**Exercise:** Repeat the records word for word, excluding any picture.
----- Source records -----
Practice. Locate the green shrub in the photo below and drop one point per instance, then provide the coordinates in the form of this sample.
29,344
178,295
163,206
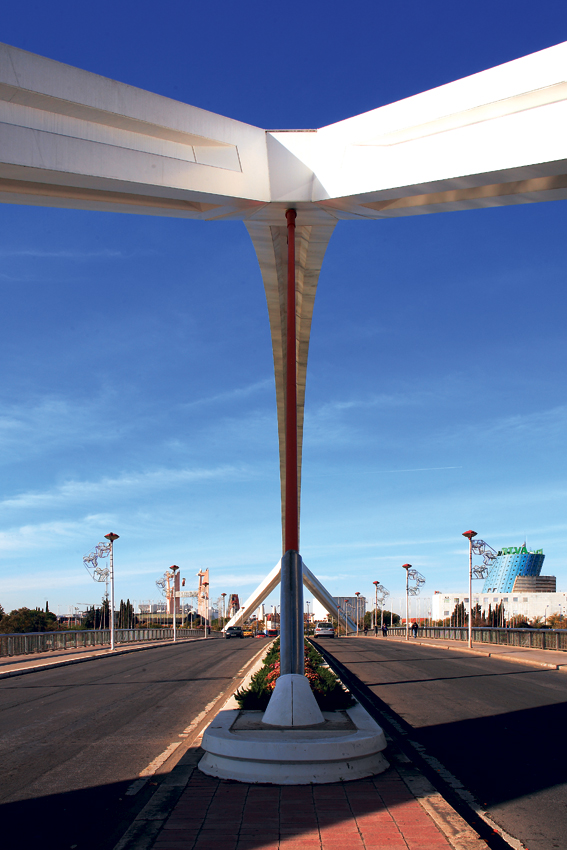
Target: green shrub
328,691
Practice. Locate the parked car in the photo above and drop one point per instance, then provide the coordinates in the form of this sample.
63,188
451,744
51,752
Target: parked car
324,629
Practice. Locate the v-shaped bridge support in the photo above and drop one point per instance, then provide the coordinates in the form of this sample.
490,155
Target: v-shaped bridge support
270,583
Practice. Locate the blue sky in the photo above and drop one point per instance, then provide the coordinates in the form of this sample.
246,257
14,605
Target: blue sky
137,384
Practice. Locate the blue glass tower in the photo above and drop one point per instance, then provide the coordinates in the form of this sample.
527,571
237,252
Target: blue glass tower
508,565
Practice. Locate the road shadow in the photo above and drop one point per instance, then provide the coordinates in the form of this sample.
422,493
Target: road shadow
498,757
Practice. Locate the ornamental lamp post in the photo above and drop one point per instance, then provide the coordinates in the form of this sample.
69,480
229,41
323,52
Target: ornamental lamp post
174,569
470,535
111,537
407,568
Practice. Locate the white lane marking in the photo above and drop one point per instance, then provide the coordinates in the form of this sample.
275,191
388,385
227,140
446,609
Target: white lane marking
136,786
157,762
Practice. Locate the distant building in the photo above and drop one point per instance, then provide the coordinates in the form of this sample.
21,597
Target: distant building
517,570
515,604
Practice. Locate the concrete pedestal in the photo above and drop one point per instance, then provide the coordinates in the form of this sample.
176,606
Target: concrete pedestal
292,703
346,745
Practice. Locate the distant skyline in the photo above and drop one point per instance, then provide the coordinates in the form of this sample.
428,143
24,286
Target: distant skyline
137,392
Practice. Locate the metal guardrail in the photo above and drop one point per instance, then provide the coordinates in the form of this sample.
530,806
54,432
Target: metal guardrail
32,643
528,638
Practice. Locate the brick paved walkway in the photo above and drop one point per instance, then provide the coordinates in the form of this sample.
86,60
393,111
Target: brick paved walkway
372,814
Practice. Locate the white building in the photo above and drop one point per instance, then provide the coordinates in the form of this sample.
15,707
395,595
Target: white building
528,605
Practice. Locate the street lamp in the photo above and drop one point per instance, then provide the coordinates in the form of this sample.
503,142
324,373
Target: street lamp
111,538
470,535
174,569
407,568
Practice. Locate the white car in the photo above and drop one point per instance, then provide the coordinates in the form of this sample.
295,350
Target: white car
324,630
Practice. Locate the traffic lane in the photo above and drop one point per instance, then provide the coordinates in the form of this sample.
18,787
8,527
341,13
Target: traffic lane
429,686
104,721
497,726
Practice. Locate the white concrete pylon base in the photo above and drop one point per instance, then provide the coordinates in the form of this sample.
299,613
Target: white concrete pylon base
239,746
292,703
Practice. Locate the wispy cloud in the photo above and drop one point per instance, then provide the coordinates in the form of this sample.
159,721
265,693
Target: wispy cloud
236,393
65,254
73,492
548,425
50,535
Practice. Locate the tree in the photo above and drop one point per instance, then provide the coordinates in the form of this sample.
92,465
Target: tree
25,620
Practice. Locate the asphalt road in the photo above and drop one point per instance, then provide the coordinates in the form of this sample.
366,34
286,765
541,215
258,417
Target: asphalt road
499,727
72,740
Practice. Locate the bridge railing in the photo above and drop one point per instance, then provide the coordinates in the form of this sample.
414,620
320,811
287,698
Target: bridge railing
529,638
37,642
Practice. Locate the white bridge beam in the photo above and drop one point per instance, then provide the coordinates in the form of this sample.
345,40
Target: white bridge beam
269,584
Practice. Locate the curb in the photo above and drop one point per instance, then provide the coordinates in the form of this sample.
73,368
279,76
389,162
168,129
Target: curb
456,801
66,662
504,656
148,823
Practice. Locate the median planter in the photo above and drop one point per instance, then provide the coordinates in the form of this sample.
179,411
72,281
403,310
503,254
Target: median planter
327,689
347,744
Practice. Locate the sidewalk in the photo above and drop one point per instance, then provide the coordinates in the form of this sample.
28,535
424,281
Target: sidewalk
549,658
379,813
17,665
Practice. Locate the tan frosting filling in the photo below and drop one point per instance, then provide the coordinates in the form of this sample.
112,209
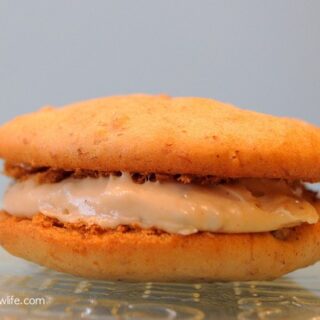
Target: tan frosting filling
247,205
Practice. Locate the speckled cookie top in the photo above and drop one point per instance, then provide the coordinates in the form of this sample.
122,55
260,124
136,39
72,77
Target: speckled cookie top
141,133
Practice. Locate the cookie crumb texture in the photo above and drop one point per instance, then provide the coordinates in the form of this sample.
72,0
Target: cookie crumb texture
150,256
141,133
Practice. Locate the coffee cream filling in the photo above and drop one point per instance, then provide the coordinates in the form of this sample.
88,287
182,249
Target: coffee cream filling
245,205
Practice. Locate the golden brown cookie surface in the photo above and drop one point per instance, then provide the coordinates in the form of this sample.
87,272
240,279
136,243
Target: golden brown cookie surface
144,256
141,133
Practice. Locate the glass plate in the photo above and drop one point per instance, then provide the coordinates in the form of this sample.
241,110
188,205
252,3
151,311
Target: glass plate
61,296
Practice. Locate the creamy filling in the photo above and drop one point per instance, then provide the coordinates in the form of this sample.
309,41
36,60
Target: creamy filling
246,205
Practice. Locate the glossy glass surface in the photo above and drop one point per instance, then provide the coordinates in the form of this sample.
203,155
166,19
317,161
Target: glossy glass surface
296,296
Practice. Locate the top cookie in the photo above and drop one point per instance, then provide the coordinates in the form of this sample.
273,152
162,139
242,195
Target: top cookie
142,133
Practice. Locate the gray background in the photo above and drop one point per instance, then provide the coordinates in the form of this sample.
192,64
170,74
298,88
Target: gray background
262,55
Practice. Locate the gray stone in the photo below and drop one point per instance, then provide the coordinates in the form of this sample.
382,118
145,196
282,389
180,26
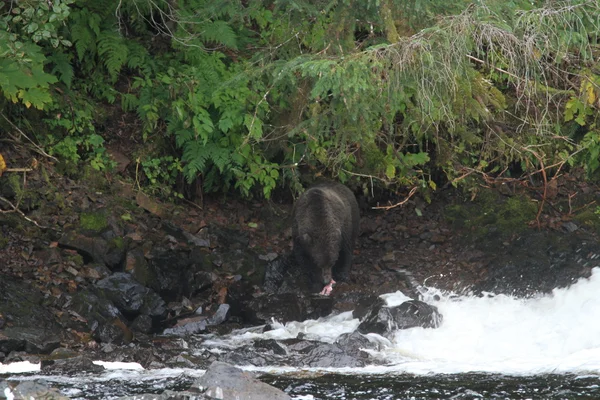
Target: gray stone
223,381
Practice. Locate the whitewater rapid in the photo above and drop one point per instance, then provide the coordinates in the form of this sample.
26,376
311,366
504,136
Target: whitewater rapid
554,333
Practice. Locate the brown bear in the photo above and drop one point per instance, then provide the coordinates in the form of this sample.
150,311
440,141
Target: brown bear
324,229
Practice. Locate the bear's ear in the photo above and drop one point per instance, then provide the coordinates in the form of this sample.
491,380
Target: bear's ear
306,239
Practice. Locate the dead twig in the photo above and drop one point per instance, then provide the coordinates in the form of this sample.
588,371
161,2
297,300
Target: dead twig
410,194
16,209
38,149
-----
**Completed exercise:**
Practice. Locate the green shrub in the photo below and drop one point per instance, then provide the coordinates in the form of this sample.
29,344
178,295
163,206
Target: green shrub
328,691
Practice. Locate the parked car in the photo above and drop one point per instance, then provide the coordinates in the form of this sample.
63,188
451,744
51,752
Target: parked car
324,629
Practice. Locate the v-shaped bridge support in the photo above and drop one point per instance, then provide the coordinates in the form of this sample.
490,155
Target: v-shaped bridge support
270,583
Practice. Locate the blue sky in the photo above and drop one point per instance, then provide the coordinates in the form of this sample.
246,257
14,605
Target: blue sky
137,384
Practice. Locate the blue glass tower in the photo above and drop one point per instance, then provide the coordinates in the form of this sample.
527,571
237,252
Target: blue glass tower
508,565
Practice. Locate the road shadow in the photo above and drop one point per instance, then provide the coordinates in the form of this sample.
422,493
Target: road shadow
498,757
Practice. Locate the ornamental lamp post in the photo above and drop one point per instance, then provide the coordinates in the form of this sample.
69,480
229,41
323,52
Target: ornamental lamp post
174,569
470,535
111,537
407,568
Practice. Locate the white lane marking in the photo above and drop one point per instance, then provide the coordinates in the form of this sample.
275,191
388,385
227,140
446,609
Target: white lane marking
136,786
157,762
Practice. Locate the distant building in the photo above and drop one point per instance, then provide the coordinates in the form of this sample.
21,597
Target: distant building
517,570
515,604
Practice. Locate the concrete pedestal in the photo above and drop one point per instance, then provide the coordinates in the form of this sample.
176,606
Target: concrete pedestal
292,703
346,745
Practice. Locate the distant skyline in the photo above and drop one point per instance, then provide the coordinates in the form of this sample.
428,143
24,286
Target: distant skyline
137,392
Practice. Locate the metal guardrail in the photo above and drop one point per instance, then provide the coordinates in the form of this sample.
530,806
54,432
Target: metal guardrail
32,643
528,638
Practice. Locate the brick paved walkway in the photo above and drop one point per instance, then provide the coordinates in the form of this sample.
86,60
393,111
Target: brick paved walkway
372,814
Practice. Locate the white building in the photo above and drop one point per instance, then provide the coordinates in the form of this sample.
15,707
395,595
Target: white building
528,605
Practice. Locate the street lamp in the photo above and drop one point per instance, then provide the coordinates in the form of this sample.
503,142
324,373
Target: street lamp
111,538
470,535
174,569
407,568
Practice. Locate the white car in the photo above and drop one point per instance, then provide the coordinates in the form of this sample.
295,350
Target: white car
324,630
Practice. Locate the traffic lane in the photo above and drop one point per instance, then provide the coordinates in the form of this sample.
18,787
8,527
341,13
Target: traffic lane
429,686
104,721
497,726
Practice. Locate the white concrete pylon base in the photo above and drop one point per instance, then provide the coordinates in the form of this sample.
299,613
Target: white concrete pylon base
239,746
292,703
Practice. Locate the wispy cloud in the photo above and drop one point per instance, then provide the coordinates in the form of this sample.
159,721
265,693
Target: wispy cloud
236,393
65,254
73,492
548,425
50,535
Practice. Locate the tree in the photo above and drop one point per instance, then provide the coordinates in the form of this sample.
92,465
Target: tree
25,620
Practice. Locate the asphalt road in the photo above and drop one point per instance, then provide the coordinates in the form of this sample.
366,34
286,765
541,215
258,417
Target: asphalt road
499,727
72,740
Practice. Locate the bridge railing in the photo above and drop one point per instance, then provide the coordinates in the form of this sample.
414,620
320,811
287,698
Target: bridge railing
529,638
37,642
Practice. Locate the white bridge beam in the photo above and drop one point per instance, then provide the coordinates in the form of this sample.
345,40
Target: white bridge beam
269,584
Practice. Locate the curb in the photo above and drop one point per instance, then provide the coordinates in the form of this sample.
73,368
279,76
389,162
168,129
Target: curb
456,801
66,662
504,656
148,823
Practice. Locate the median planter in the photo above and drop one point per instance, then provide the coordinates in the form of this sample.
179,411
72,281
403,310
503,254
Target: median planter
327,689
347,744
Practice. Locate the sidewalk in the photo above and drop one point per instance, then provide the coordinates in the form of this sample.
28,535
424,281
Target: sidewalk
549,658
379,813
17,665
Practice. Locate the tan frosting filling in the photo below and drop one point per instance, then provide the coordinates in the form of this sample.
112,209
Target: tan frosting filling
247,205
Practice. Locate the speckled cookie top in the photo above and drop one point per instance, then provide the coordinates in the form of this sample.
122,55
260,124
136,39
72,77
Target: speckled cookie top
141,133
Practice. Locate the cookie crumb texture in the photo above and drop one point per instance, then provide the coordinates in the form of this sample.
72,0
Target: cookie crumb texture
150,256
141,133
Practice. Locate the coffee cream filling in the photo above and drop one point per instance, then provide the coordinates in the form of this sample.
88,287
182,249
Target: coffee cream filling
245,205
Practice. Locate the golden brown cookie surface in the photo above and drop one point per instance, then provide the coordinates in the form of this sample.
87,272
240,279
136,243
Target: golden brown cookie surface
144,256
141,133
Practice. Locate the glass plate in the photo above and drop one point per instance, then provide the coordinates in the form of this sample.
241,110
188,205
252,3
151,311
Target: glass plate
61,296
Practice. Locate the creamy filling in the photo above and drop one point per instance, then provide the coordinates in the form of this sample.
309,41
36,60
Target: creamy filling
246,205
Practice. Locate the glossy glass surface in the photo above and drop one point per instance, then provide the coordinates in the form of this sample.
203,155
166,19
317,161
Target: glossy glass surface
296,296
Practice. Locate the top cookie in the photo above and drop one point per instance, then provide the coordinates in the form of this sample.
273,152
162,139
242,195
Target: top cookie
142,133
Practice. Locate the gray background in the photo above and drop one point per instance, then provide the coordinates in the form of this sample.
192,64
170,74
298,88
Target: gray background
262,55
Practice. Locate the gray stone in the photo below and drop one point per instance, then provide the coordinates in the form of this sample.
382,118
145,196
282,389
180,26
Target: gray stone
223,381
Practice. Locate the whitewater rapid in the photo above and drop one point per instance, then provide the coordinates in the form of this sample.
26,376
311,366
504,136
Target: whitewater rapid
554,333
Practice. Locate the brown bear in the photo above and drop one point per instance, then provide the coordinates in the form of this sample.
150,311
440,141
Target: brown bear
324,229
Practice. Locate the bear's ear in the photo above and drop one point per instance, then provide the coordinates in the form of this sample.
491,380
Target: bear's ear
306,239
Practice. Locate the dead twig in the photo above and drop one point per instance, then provide the coordinates in the form of this sample.
588,371
161,2
297,300
Target: dead twig
410,194
16,209
38,149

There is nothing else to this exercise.